* **Assigned task**:
Please set down the whole listing again, precisely.

* **Input**:
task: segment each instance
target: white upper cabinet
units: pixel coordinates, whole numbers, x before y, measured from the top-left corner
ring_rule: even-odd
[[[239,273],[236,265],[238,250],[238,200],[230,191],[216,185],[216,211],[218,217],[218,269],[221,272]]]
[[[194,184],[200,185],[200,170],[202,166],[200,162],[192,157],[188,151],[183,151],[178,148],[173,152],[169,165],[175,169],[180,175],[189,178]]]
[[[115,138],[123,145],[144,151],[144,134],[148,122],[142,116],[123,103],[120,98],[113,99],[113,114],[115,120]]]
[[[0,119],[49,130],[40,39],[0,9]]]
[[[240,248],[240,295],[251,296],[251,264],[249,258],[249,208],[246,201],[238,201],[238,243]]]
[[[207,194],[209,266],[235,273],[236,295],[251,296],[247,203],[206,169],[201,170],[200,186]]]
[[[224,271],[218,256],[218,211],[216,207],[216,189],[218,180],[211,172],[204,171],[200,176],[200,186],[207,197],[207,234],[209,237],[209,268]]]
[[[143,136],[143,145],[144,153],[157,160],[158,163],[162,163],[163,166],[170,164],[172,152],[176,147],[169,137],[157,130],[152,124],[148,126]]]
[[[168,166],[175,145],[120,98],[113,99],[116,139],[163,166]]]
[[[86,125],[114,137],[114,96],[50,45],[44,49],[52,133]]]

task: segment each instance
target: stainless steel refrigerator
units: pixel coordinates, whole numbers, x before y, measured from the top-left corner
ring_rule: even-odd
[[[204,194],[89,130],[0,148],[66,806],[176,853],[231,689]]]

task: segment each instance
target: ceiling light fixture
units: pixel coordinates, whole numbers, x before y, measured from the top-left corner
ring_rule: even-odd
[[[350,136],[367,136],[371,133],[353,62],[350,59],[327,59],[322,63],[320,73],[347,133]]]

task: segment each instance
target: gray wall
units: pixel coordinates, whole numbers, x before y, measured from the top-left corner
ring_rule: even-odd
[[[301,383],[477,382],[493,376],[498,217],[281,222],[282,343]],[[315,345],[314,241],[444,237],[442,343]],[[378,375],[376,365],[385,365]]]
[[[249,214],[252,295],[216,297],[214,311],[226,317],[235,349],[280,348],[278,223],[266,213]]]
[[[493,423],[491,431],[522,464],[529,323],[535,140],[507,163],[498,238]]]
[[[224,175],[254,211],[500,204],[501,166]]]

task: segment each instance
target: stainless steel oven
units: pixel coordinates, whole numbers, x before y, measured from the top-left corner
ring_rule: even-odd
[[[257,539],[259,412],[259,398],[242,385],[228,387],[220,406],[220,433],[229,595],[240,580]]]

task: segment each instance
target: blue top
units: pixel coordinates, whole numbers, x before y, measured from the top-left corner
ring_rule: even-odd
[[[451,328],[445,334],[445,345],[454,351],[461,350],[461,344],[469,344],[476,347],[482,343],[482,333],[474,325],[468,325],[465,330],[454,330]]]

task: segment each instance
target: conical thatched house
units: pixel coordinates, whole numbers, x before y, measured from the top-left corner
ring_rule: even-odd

* **Result of this task**:
task: segment each instance
target: white upper cabinet
units: pixel coordinates, whole numbers, x before y, measured from the top-left corner
ring_rule: even-odd
[[[239,273],[236,265],[238,250],[238,200],[230,191],[216,185],[216,211],[218,217],[218,269],[221,272]]]
[[[194,184],[200,185],[200,170],[202,166],[200,162],[192,157],[188,151],[183,151],[178,148],[173,152],[169,165],[175,169],[180,175],[189,178]]]
[[[115,138],[123,145],[144,151],[144,134],[148,122],[142,116],[123,103],[120,98],[113,99],[113,114],[115,120]]]
[[[0,119],[49,130],[40,39],[0,9]]]
[[[240,248],[240,295],[251,296],[251,264],[249,258],[249,208],[246,201],[238,201],[238,243]]]
[[[207,194],[209,266],[235,273],[236,295],[251,296],[247,203],[206,169],[201,170],[200,186]]]
[[[224,271],[218,256],[218,211],[216,207],[216,189],[218,180],[211,172],[204,171],[200,176],[200,186],[207,197],[207,234],[209,237],[209,268]]]
[[[143,136],[143,145],[144,153],[157,160],[158,163],[162,163],[163,166],[170,164],[172,152],[176,147],[169,137],[157,130],[152,124],[148,126]]]
[[[168,166],[175,145],[120,98],[113,99],[116,139],[163,166]]]
[[[86,125],[114,137],[114,96],[50,45],[44,49],[52,133]]]

task: segment each instance
target: stainless steel refrigerator
units: pixel coordinates, whole numbers, x before y, measured from the top-left corner
ring_rule: even-odd
[[[204,194],[89,130],[0,148],[66,806],[176,853],[231,689]]]

task: segment each instance
target: ceiling light fixture
units: pixel coordinates, whole numbers, x before y, measured from the top-left corner
ring_rule: even-odd
[[[350,136],[367,136],[371,133],[353,62],[350,59],[327,59],[322,63],[320,73],[347,133]]]

task: segment each instance
target: gray wall
units: pixel coordinates, whole numbers, x before y, measured from the top-left corner
ring_rule: even-odd
[[[301,383],[477,382],[493,376],[498,217],[281,222],[282,343]],[[315,345],[314,241],[444,237],[442,343]],[[378,375],[376,365],[385,365]]]
[[[249,214],[252,295],[216,297],[214,311],[226,317],[235,349],[280,348],[278,223],[266,213]]]
[[[493,423],[491,431],[522,464],[529,323],[535,140],[507,163],[498,238]]]
[[[224,175],[254,211],[500,204],[501,166]]]

task: segment each instance
target: stainless steel oven
units: pixel coordinates, whole numbers, x before y, measured from the top-left corner
ring_rule: even-odd
[[[257,539],[259,412],[259,398],[242,385],[228,387],[220,406],[220,433],[229,595],[240,580]]]

task: segment each instance
target: blue top
units: pixel coordinates, whole numbers, x before y, measured from the top-left corner
ring_rule: even-odd
[[[451,328],[445,334],[445,345],[454,351],[461,350],[461,344],[469,344],[476,347],[482,343],[482,333],[474,325],[468,325],[465,330],[454,330]]]

task: segment each instance
target: conical thatched house
units: pixel coordinates, whole numbers, x before y, measured from the top-left corner
ring_rule: even-odd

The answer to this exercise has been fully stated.